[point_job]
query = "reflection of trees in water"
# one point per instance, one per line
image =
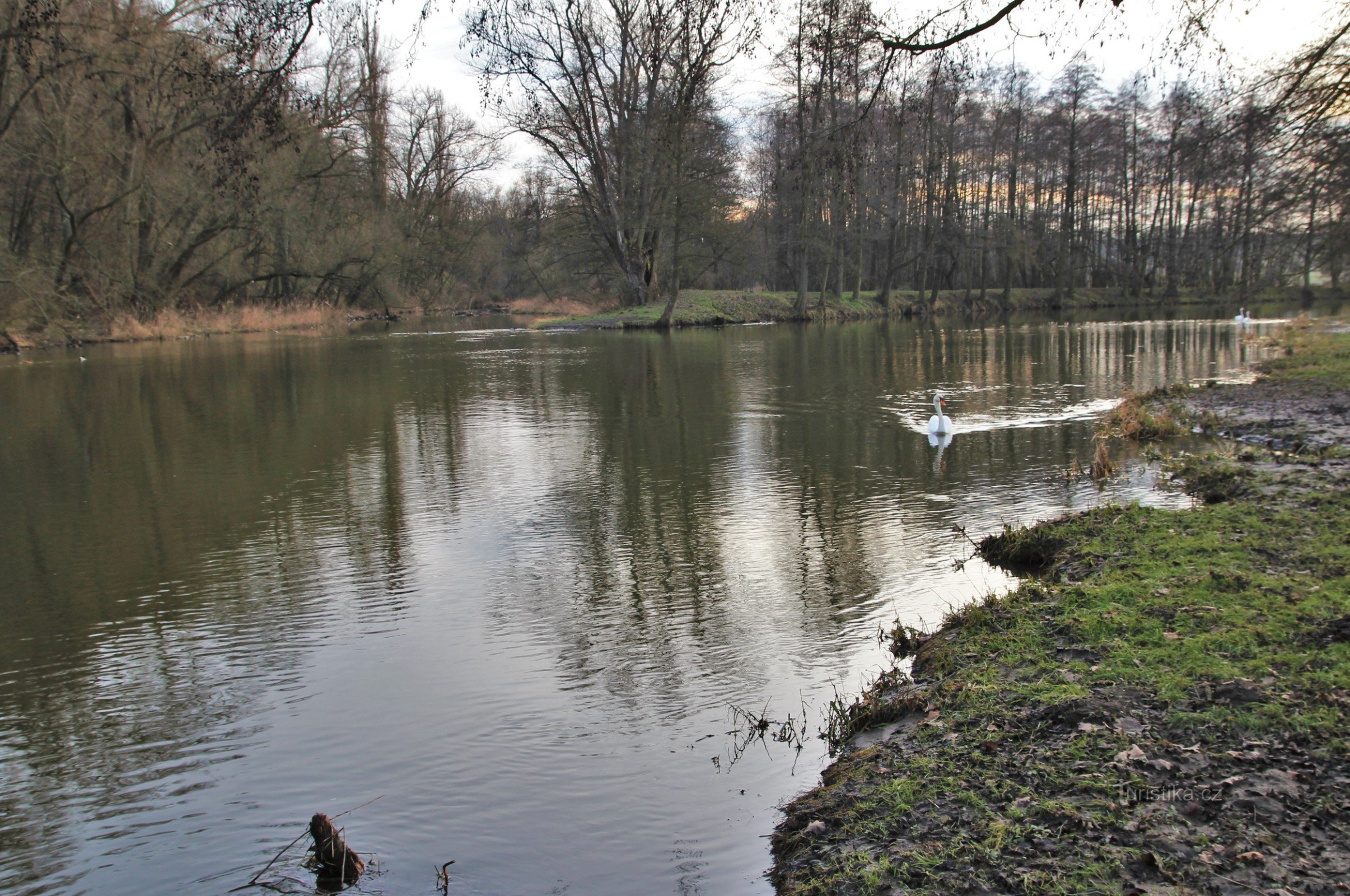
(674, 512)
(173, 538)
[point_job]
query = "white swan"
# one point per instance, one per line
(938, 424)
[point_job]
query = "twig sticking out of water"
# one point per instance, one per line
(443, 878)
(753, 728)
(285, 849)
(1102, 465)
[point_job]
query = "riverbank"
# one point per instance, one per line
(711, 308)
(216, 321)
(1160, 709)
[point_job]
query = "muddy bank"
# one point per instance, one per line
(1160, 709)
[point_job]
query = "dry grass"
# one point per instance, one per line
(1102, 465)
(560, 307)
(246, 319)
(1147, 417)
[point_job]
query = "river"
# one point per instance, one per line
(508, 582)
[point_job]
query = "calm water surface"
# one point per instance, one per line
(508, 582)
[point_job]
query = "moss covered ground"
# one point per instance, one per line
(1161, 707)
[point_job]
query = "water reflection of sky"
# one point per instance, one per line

● ● ●

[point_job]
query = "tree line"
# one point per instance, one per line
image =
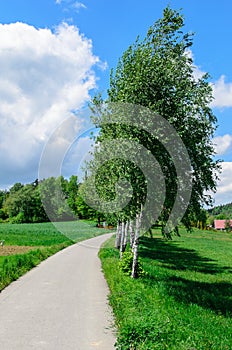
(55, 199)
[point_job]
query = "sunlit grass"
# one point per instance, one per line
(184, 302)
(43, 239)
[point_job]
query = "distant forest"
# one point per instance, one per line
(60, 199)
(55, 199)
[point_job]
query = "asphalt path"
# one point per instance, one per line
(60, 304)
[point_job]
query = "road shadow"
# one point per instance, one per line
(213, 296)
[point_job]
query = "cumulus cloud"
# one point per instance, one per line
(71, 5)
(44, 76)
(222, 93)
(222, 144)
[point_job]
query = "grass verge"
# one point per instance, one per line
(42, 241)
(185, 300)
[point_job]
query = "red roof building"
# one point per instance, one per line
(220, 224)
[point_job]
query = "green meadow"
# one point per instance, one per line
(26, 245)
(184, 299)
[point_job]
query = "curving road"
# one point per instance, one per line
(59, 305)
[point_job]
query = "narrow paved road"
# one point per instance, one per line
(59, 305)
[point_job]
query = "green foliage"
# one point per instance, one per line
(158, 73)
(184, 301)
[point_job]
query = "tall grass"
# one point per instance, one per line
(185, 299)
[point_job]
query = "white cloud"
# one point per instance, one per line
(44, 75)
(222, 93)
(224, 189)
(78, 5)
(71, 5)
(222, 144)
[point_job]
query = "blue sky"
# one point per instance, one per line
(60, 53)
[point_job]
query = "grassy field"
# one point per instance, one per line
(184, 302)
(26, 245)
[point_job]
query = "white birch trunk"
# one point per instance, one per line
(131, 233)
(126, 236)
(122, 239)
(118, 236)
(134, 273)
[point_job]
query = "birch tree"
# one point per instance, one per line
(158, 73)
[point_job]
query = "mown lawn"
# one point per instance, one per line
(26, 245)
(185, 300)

● ● ●

- **Your instructions**:
From the listing above, list every line that contains the word "road".

- **Written solution**:
query = "road shadow"
query = "curving road"
query = "narrow paved road"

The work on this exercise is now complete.